What needs to be done:
In the listing below, find the line that contains "Return the pixel-accurate" and the line that contains "positive clicks: (59, 189) (144, 167)". Quote both and every line between them, exactly, and nothing more.

Provided information:
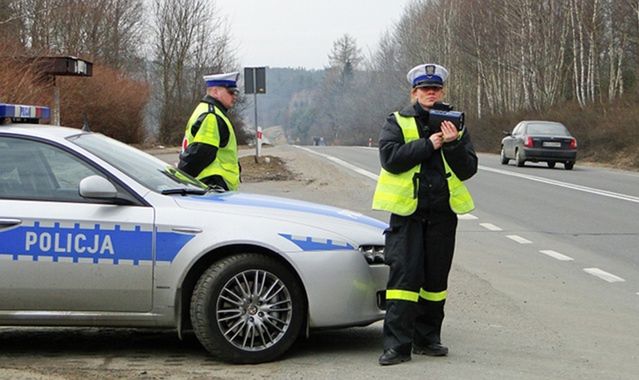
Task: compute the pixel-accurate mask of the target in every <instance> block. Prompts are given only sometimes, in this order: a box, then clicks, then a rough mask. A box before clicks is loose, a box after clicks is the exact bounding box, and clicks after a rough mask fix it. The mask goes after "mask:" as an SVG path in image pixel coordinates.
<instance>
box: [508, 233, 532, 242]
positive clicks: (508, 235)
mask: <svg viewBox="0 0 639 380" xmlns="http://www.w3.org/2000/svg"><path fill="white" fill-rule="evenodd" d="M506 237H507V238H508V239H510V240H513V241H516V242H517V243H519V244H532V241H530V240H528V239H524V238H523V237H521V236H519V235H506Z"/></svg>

* * *

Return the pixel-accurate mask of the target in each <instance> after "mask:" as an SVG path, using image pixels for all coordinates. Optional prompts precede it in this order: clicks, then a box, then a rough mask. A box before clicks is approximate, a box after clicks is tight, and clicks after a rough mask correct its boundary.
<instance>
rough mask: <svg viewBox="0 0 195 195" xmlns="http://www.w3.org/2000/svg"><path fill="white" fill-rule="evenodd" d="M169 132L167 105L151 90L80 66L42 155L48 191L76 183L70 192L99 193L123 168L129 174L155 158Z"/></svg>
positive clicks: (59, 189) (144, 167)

Solution to the problem:
Return the pixel-accurate mask of the target in each <instance> after "mask:" as an SVG path, using image pixels for all coordinates. Optional prompts precede it in this order: clicks, then a box, then a rough mask. A box before clicks is approximate, a box after clicks is tight, and clicks after a rough mask correct its boundary.
<instance>
rough mask: <svg viewBox="0 0 195 195" xmlns="http://www.w3.org/2000/svg"><path fill="white" fill-rule="evenodd" d="M169 132L167 105L151 90L80 66L42 155L48 191L76 183L70 192L99 193L123 168L129 174L155 158Z"/></svg>
positive clicks: (59, 189) (144, 167)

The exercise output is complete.